---- Supplied information

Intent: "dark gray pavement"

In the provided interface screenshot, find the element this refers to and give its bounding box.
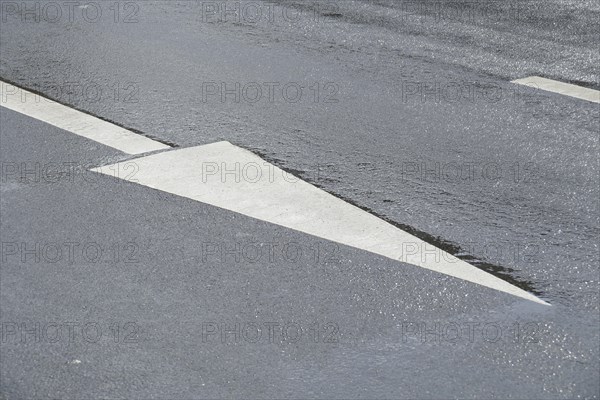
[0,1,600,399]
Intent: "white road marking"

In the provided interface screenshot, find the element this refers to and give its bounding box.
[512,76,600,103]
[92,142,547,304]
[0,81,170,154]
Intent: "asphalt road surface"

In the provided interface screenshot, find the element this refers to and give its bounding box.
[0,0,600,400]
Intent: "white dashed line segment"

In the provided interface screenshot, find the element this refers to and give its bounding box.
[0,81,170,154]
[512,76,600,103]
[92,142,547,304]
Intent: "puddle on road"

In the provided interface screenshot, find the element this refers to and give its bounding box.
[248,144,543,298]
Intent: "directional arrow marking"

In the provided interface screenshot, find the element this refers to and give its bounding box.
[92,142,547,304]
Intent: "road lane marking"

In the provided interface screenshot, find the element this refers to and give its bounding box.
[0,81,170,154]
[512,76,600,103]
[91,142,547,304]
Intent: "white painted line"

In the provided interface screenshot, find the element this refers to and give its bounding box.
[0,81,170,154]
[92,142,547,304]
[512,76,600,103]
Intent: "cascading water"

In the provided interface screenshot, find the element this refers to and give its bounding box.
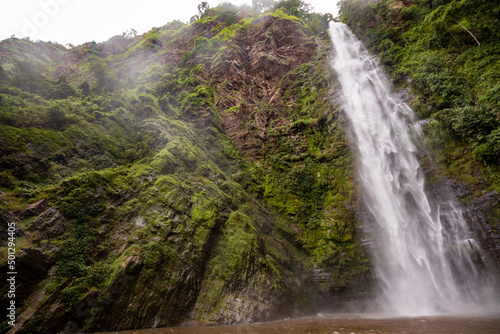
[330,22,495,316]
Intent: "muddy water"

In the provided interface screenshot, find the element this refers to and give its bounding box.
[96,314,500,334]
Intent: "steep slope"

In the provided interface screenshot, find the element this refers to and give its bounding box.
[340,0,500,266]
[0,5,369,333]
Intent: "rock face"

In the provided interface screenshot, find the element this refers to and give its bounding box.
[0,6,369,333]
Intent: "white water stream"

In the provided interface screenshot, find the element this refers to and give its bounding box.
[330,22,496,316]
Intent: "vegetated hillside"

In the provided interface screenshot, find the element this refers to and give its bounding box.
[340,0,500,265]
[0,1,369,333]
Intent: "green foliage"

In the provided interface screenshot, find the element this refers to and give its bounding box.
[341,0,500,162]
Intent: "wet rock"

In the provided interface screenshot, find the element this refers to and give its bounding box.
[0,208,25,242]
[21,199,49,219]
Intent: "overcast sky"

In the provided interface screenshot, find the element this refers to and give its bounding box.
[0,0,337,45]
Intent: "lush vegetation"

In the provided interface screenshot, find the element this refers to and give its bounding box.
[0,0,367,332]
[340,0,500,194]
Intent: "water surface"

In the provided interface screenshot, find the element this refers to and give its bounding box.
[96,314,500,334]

--------
---- Supplied information

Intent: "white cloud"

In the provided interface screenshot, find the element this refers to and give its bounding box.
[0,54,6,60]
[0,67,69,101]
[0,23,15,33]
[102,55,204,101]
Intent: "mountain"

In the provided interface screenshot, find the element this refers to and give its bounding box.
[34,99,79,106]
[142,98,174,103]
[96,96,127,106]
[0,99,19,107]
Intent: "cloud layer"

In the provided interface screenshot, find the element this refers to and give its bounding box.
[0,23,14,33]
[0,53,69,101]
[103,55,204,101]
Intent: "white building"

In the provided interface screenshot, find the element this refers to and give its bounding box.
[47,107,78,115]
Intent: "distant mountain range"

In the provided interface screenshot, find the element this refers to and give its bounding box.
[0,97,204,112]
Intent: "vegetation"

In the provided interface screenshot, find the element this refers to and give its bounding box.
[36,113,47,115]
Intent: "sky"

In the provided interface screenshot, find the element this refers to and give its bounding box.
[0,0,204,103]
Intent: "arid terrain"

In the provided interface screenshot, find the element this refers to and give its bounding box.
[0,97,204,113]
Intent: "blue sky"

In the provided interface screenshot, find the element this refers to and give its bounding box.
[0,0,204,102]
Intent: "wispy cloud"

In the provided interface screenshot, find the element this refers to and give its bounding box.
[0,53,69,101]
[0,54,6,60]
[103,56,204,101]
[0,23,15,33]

--------
---- Supplied information

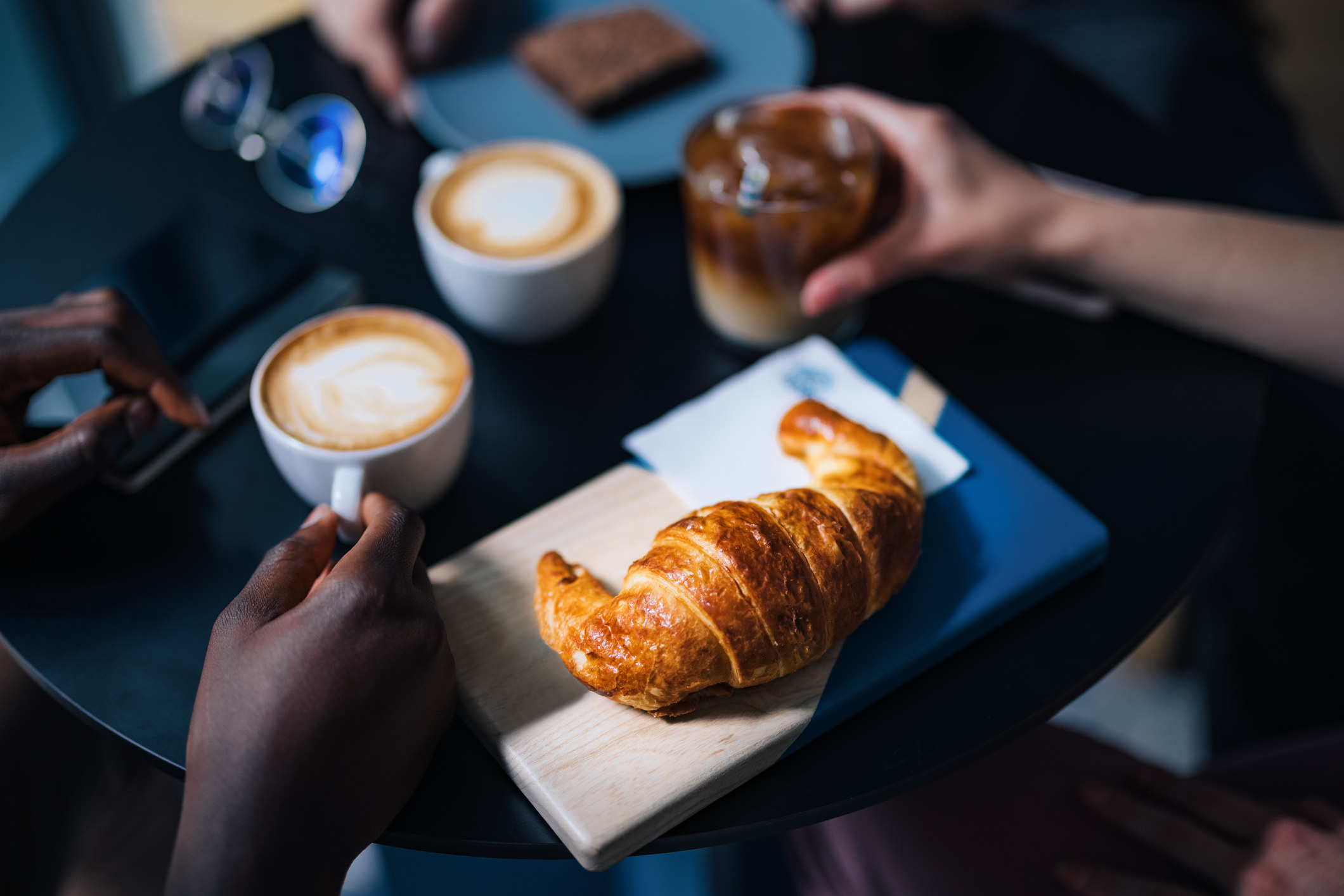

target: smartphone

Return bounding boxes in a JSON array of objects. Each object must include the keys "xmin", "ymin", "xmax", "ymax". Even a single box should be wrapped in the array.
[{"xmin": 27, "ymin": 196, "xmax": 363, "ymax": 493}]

--------

> What is expected
Pull out each line in the material above that contains the word "marking", and copy those lines in order.

> Exercise result
Intent: "white road marking"
Intent: "directional arrow marking"
Intent: "road lane marking"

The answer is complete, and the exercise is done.